What is required:
Reproduce the data below word for word, leaving out the pictures.
______
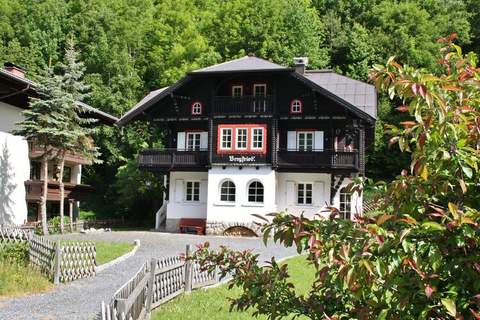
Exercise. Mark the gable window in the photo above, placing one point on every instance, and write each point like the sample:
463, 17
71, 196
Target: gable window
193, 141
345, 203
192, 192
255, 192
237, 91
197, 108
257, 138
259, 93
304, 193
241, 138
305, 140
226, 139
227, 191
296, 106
______
Answer below:
Exercise. Mark the gable window in the photo above, placing one point on every instance, and write each point like the sample:
463, 17
71, 196
Target: gable window
193, 141
345, 203
192, 192
255, 192
237, 91
197, 108
257, 138
259, 93
304, 193
241, 138
305, 140
226, 139
227, 191
296, 106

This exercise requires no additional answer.